Extract provided:
One small church joins the
Confessing Church movement - then thinks a bit, and leaves
by Berry Craig
[10-11-01]
MAYFIELD, Ky. -- We're the church that got away.
Mayfield First Presbyterian's brief tenure with the Confessing Church
Movement is over.
How did we get in, then get out? First, the basics:
-- The Session unanimously endorsed a Confessing
Church Movement-inspired "Confessional Statement."
-- After several church members expressed serious
concerns about the endorsement, the Session voted again, this time 5-3
against joining the Confessing Church Movement.
Apparently, few members of the Session had even heard
of the Confessing Church Movement before the first vote. An elder not
currently on the Session showed up with the confessional statement at
the April session meeting. It was almost identical to the movement's
"Sample Session Resolution" on the Presbyterian Lay
Committee's Internet website.
The elder read it aloud, seeking Session approval.
Reportedly, there was no discussion. All present voted "aye,"
then evidently got on with routine business.
The confessional statement said:
"-- That Jesus Christ alone is Lord of all and
the way of salvation.
-- That Holy Scripture is the Triune God's revealed
Word, the Church's only infallible rule of faith and life.

Instructions for the task:
Answer these questions about the article on Mayfield First Presbyterian's Session votes:
1. What was the result of the Session's second vote?
2. At which month's session meeting did the elder present the confessional statement?
3. On whose Internet website did the "Sample Session Resolution" appear?
The rows are not required for this exercise.

Collected data entries:
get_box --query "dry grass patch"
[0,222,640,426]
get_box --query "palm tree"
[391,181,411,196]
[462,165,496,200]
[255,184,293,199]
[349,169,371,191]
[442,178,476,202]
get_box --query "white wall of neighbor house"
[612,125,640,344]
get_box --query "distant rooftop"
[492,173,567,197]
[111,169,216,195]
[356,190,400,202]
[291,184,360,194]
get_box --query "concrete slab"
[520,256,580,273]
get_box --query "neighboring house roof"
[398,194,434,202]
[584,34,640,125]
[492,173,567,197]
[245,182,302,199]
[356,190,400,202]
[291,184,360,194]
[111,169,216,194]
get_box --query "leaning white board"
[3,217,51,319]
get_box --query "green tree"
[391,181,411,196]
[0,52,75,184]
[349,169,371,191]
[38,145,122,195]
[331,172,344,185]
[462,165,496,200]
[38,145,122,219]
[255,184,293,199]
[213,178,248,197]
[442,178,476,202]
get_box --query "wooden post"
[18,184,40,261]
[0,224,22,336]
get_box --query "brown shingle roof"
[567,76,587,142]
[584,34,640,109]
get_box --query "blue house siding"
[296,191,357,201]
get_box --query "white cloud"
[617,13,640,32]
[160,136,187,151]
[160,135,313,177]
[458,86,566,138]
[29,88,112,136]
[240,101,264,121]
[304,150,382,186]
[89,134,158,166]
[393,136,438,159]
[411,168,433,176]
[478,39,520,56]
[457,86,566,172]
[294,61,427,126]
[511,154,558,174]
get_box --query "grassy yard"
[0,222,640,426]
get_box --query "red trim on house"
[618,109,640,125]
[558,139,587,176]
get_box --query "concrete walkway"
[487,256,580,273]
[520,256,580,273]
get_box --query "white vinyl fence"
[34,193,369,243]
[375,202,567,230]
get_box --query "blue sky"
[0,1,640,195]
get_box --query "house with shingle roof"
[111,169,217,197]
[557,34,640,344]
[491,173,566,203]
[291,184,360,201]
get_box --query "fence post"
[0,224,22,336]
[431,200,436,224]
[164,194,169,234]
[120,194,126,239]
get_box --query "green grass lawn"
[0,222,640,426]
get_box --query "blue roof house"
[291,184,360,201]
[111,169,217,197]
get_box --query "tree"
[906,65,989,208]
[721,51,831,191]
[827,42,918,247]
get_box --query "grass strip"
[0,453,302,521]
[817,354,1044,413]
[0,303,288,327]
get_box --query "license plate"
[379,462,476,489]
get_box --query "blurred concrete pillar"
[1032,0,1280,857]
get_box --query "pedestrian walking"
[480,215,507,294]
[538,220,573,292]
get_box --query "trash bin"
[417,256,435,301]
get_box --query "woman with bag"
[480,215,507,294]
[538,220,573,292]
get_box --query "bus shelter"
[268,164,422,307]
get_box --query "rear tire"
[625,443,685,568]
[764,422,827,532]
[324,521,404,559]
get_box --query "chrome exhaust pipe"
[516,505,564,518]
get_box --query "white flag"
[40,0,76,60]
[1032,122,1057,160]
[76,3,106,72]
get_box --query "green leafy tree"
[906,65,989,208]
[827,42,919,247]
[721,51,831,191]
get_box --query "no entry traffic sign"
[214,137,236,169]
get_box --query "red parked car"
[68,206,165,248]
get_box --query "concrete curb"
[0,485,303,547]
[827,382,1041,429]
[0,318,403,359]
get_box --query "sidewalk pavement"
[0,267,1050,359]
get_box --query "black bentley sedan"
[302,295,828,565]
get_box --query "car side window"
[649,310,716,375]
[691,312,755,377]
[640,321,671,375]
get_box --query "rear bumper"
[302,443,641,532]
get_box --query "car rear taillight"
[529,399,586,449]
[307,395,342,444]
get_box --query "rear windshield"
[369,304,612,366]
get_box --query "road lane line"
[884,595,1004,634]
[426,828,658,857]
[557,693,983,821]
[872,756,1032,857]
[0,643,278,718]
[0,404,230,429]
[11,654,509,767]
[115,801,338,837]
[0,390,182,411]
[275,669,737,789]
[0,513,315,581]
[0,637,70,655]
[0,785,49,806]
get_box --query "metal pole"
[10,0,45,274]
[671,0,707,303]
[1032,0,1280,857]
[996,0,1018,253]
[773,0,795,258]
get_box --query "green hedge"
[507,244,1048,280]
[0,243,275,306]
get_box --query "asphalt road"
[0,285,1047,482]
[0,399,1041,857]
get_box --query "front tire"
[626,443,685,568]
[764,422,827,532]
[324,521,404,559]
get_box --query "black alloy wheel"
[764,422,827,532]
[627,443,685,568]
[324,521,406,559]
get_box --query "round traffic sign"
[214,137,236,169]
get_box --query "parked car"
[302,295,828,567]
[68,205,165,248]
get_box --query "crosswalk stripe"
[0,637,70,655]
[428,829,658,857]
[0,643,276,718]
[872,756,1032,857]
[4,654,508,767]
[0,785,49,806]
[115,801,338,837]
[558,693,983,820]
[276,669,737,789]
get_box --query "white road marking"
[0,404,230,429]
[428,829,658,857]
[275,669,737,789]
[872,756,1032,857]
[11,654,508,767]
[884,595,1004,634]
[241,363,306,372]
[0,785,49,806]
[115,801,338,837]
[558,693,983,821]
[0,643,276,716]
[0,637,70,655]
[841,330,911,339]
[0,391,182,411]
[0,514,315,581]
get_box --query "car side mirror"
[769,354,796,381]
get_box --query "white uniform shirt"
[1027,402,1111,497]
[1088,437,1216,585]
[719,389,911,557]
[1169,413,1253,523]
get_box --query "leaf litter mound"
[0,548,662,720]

Solved exercise:
1. The Session voted 5-3 against joining the Confessing Church Movement.
2. April.
3. The Presbyterian Lay Committee's.